#### TASK GOAL:
Copy out these records again, swapping "rough mask" for "coarse mask" everywhere it occurs and keeping everything else unchanged.

#### THE INPUT:

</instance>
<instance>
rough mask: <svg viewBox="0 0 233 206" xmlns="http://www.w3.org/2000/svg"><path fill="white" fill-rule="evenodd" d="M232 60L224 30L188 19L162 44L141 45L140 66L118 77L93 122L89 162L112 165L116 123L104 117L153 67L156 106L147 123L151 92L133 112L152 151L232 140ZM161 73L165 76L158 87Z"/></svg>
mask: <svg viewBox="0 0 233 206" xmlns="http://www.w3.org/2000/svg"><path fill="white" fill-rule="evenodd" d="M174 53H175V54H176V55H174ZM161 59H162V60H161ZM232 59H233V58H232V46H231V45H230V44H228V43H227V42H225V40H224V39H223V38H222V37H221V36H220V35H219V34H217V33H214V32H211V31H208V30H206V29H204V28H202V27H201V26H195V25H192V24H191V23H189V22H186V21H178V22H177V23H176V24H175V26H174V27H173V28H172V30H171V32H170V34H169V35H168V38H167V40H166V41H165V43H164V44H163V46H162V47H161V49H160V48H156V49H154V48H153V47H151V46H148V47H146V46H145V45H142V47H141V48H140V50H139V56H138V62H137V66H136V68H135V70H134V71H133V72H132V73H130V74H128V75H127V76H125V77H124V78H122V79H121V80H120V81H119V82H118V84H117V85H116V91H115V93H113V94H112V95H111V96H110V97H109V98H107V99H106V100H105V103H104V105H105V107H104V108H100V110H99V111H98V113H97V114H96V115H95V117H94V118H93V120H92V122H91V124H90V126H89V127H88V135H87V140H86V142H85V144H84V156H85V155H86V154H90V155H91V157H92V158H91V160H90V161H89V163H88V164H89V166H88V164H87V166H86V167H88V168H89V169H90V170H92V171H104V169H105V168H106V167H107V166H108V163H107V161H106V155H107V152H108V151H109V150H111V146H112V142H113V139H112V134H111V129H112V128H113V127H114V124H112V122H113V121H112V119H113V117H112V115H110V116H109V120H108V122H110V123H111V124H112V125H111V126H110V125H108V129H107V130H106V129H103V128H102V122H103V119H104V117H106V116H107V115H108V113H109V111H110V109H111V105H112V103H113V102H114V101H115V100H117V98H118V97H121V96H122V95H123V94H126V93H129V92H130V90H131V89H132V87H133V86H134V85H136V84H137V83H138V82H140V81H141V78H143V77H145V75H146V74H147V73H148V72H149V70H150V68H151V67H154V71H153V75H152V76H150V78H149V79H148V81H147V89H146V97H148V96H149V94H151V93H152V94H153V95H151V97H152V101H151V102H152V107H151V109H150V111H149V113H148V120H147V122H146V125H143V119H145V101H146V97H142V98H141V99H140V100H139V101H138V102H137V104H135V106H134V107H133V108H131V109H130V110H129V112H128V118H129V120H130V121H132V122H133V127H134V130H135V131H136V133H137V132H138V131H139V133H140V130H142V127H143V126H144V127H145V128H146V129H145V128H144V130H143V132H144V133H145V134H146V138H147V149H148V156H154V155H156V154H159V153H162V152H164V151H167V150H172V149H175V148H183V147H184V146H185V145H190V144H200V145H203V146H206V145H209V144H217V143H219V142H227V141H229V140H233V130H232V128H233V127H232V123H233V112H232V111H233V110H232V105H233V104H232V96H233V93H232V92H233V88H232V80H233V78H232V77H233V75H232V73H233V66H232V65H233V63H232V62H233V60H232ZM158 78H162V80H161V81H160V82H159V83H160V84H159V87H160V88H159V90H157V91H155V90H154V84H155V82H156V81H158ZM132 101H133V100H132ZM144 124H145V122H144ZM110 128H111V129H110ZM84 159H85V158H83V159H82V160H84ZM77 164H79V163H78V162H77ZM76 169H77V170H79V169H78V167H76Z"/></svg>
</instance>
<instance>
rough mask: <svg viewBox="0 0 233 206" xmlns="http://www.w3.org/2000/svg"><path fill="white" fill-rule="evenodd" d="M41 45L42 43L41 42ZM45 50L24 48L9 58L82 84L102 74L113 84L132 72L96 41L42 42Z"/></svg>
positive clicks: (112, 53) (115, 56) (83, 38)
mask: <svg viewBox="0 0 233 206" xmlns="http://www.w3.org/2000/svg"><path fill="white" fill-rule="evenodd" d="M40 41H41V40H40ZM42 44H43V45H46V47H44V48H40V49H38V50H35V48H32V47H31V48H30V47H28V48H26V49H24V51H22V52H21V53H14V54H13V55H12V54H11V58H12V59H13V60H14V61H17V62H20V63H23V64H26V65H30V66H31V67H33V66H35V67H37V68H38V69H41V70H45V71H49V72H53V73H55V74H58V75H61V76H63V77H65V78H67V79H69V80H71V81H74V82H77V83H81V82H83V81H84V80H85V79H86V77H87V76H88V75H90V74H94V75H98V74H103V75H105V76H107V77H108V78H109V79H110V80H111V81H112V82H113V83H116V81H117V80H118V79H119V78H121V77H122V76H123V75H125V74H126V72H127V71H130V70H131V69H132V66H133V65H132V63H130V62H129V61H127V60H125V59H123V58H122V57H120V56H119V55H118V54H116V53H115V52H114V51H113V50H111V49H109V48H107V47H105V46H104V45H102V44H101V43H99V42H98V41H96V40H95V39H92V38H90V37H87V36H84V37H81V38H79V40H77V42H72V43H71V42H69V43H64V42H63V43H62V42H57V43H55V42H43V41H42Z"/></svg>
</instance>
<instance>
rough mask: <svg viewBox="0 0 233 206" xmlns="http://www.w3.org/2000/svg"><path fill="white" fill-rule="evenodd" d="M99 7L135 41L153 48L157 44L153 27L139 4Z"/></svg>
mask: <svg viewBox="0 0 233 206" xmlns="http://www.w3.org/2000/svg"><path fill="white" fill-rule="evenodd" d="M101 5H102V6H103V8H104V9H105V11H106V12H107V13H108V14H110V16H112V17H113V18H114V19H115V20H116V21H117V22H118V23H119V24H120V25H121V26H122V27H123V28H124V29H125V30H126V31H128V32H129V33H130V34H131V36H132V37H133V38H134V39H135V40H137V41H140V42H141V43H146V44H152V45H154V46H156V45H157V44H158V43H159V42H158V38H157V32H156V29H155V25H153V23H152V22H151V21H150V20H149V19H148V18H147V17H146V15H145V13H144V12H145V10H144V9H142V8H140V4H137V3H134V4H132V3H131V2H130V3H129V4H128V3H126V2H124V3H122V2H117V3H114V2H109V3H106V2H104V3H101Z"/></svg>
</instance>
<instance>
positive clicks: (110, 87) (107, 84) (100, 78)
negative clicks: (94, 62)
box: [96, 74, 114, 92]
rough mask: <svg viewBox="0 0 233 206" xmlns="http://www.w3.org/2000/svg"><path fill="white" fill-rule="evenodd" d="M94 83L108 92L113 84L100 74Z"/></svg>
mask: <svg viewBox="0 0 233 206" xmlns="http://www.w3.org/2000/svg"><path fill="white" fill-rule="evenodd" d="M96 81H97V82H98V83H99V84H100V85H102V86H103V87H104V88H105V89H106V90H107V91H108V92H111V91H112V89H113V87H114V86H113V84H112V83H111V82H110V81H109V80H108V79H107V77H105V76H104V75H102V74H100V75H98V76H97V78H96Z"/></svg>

#### WRITTEN RESPONSE:
</instance>
<instance>
coarse mask: <svg viewBox="0 0 233 206" xmlns="http://www.w3.org/2000/svg"><path fill="white" fill-rule="evenodd" d="M232 60L224 30L188 19L162 44L141 45L140 66L118 77L93 122L89 162L112 165L116 123L104 117L153 67L156 106L147 123L151 92L133 112L152 151L232 140ZM161 73L165 76L158 87Z"/></svg>
mask: <svg viewBox="0 0 233 206" xmlns="http://www.w3.org/2000/svg"><path fill="white" fill-rule="evenodd" d="M174 53H175V54H176V55H174ZM161 59H162V60H161ZM232 59H233V58H232V46H231V45H230V44H228V43H227V42H225V40H224V39H223V38H222V37H221V36H220V35H219V34H217V33H214V32H211V31H208V30H206V29H204V28H202V27H201V26H195V25H192V24H191V23H189V22H186V21H178V22H177V23H176V24H175V26H174V27H173V28H172V30H171V32H170V34H169V35H168V38H167V40H166V41H165V43H164V44H163V46H162V47H161V49H160V48H156V49H154V48H153V47H151V46H148V47H146V46H145V45H142V47H141V48H140V50H139V56H138V62H137V66H136V68H135V70H134V71H133V72H132V73H130V74H128V75H127V76H125V77H124V78H122V79H121V80H120V81H119V82H118V84H117V85H116V91H115V93H113V94H112V95H111V96H110V97H109V98H107V99H106V100H105V103H104V105H105V107H104V108H100V110H99V111H98V113H97V114H96V115H95V117H94V118H93V120H92V122H91V124H90V126H89V127H88V135H87V140H86V142H85V144H84V156H85V155H86V154H90V155H91V157H92V158H91V160H90V161H89V163H88V164H89V166H88V164H87V166H86V167H88V168H89V169H90V170H92V171H104V169H105V168H106V167H107V166H108V163H107V161H106V155H107V152H108V151H109V150H111V146H112V142H113V139H112V134H111V129H112V128H113V127H114V124H112V122H113V121H112V119H113V117H112V115H110V116H109V120H108V122H110V123H111V124H112V125H111V126H110V125H108V129H107V130H106V129H103V128H102V122H103V119H104V117H106V116H107V115H108V113H109V111H110V109H111V105H112V103H113V102H114V101H115V100H117V98H118V97H121V96H122V95H123V94H126V93H129V92H130V90H131V89H132V87H133V86H134V85H136V84H137V83H138V82H140V81H141V78H143V77H145V75H146V74H147V73H148V72H149V70H150V68H151V67H154V71H153V75H152V76H150V78H149V79H148V81H147V89H146V97H148V96H149V94H151V93H152V94H153V95H151V97H152V101H151V102H152V107H151V109H150V111H149V113H148V120H147V122H146V125H143V119H145V101H146V97H142V98H141V99H140V100H139V101H138V102H137V104H135V106H134V107H133V108H131V109H130V110H129V112H128V118H129V120H130V121H132V122H133V127H134V130H135V131H136V133H137V132H138V131H139V133H140V130H142V127H143V126H144V127H145V128H146V129H145V128H144V130H143V132H144V133H145V134H146V138H147V149H148V156H154V155H156V154H159V153H162V152H164V151H167V150H172V149H175V148H183V147H184V146H185V145H190V144H200V145H203V146H206V145H209V144H217V143H219V142H227V141H229V140H233V130H232V128H233V127H232V123H233V112H232V111H233V110H232V105H233V104H232V96H233V93H232V92H233V88H232V80H233V78H232V77H233V75H232V73H233V66H232V65H233V63H232V62H233V60H232ZM158 78H162V80H161V81H160V82H159V83H160V84H159V87H160V88H159V90H157V91H155V90H154V84H155V82H156V81H158ZM132 101H133V100H132ZM144 124H145V122H144ZM110 128H111V129H110ZM84 159H85V158H83V159H82V160H84ZM77 164H79V163H78V162H77ZM76 169H77V170H79V169H78V167H76Z"/></svg>
</instance>
<instance>
coarse mask: <svg viewBox="0 0 233 206" xmlns="http://www.w3.org/2000/svg"><path fill="white" fill-rule="evenodd" d="M41 45L42 43L41 42ZM45 50L24 48L9 58L82 84L102 74L113 84L132 72L96 41L42 42Z"/></svg>
positive clicks: (112, 53) (115, 56) (83, 38)
mask: <svg viewBox="0 0 233 206" xmlns="http://www.w3.org/2000/svg"><path fill="white" fill-rule="evenodd" d="M40 41H41V40H40ZM42 44H43V45H46V47H44V48H40V49H38V50H35V48H32V47H31V48H30V47H28V48H26V49H24V51H22V52H21V53H14V54H13V55H12V54H11V58H12V59H13V60H14V61H17V62H20V63H23V64H26V65H30V66H31V67H33V66H35V67H37V68H38V69H41V70H45V71H49V72H53V73H55V74H58V75H61V76H63V77H65V78H67V79H69V80H71V81H74V82H77V83H81V82H83V81H84V80H85V79H86V77H87V76H88V75H90V74H94V75H98V74H103V75H105V76H107V77H108V78H109V79H110V80H111V81H112V82H113V83H116V81H117V80H118V79H119V78H121V77H122V76H123V75H125V74H126V72H127V71H130V70H131V69H132V66H133V65H132V63H130V62H129V61H127V60H125V59H123V58H122V57H120V56H119V55H118V54H116V53H115V52H114V51H113V50H111V49H109V48H107V47H105V46H104V45H102V44H101V43H99V42H98V41H96V40H95V39H92V38H90V37H87V36H84V37H81V38H79V40H77V42H72V43H71V42H69V43H64V42H63V43H62V42H57V43H55V42H43V41H42Z"/></svg>
</instance>
<instance>
coarse mask: <svg viewBox="0 0 233 206" xmlns="http://www.w3.org/2000/svg"><path fill="white" fill-rule="evenodd" d="M99 7L135 41L153 48L157 44L153 27L139 4Z"/></svg>
mask: <svg viewBox="0 0 233 206" xmlns="http://www.w3.org/2000/svg"><path fill="white" fill-rule="evenodd" d="M101 5H102V6H103V8H104V9H105V11H106V12H107V13H108V14H110V16H112V17H113V18H114V19H115V20H116V21H117V22H118V23H119V24H120V25H121V26H122V27H123V28H124V29H125V30H126V31H128V32H129V33H130V34H131V36H132V37H133V38H134V39H135V40H137V41H140V42H141V43H146V44H152V45H154V46H156V45H157V44H158V43H159V42H158V38H157V32H156V29H155V25H153V23H152V22H151V21H150V20H149V19H148V18H147V17H146V15H145V13H144V12H145V10H144V9H142V8H140V4H137V3H134V4H132V3H131V2H130V3H129V4H128V3H126V2H124V3H122V2H117V3H114V2H109V3H106V2H104V3H101Z"/></svg>
</instance>
<instance>
positive clicks: (110, 87) (107, 84) (100, 78)
negative clicks: (94, 62)
box: [96, 74, 114, 92]
coarse mask: <svg viewBox="0 0 233 206" xmlns="http://www.w3.org/2000/svg"><path fill="white" fill-rule="evenodd" d="M94 83L108 92L113 84L100 74Z"/></svg>
mask: <svg viewBox="0 0 233 206" xmlns="http://www.w3.org/2000/svg"><path fill="white" fill-rule="evenodd" d="M96 81H97V82H98V83H99V84H100V85H102V86H103V87H104V88H105V89H106V90H107V91H108V92H111V91H112V89H113V87H114V86H113V84H112V83H111V82H110V81H109V80H108V79H107V77H105V76H104V75H102V74H100V75H98V76H97V78H96Z"/></svg>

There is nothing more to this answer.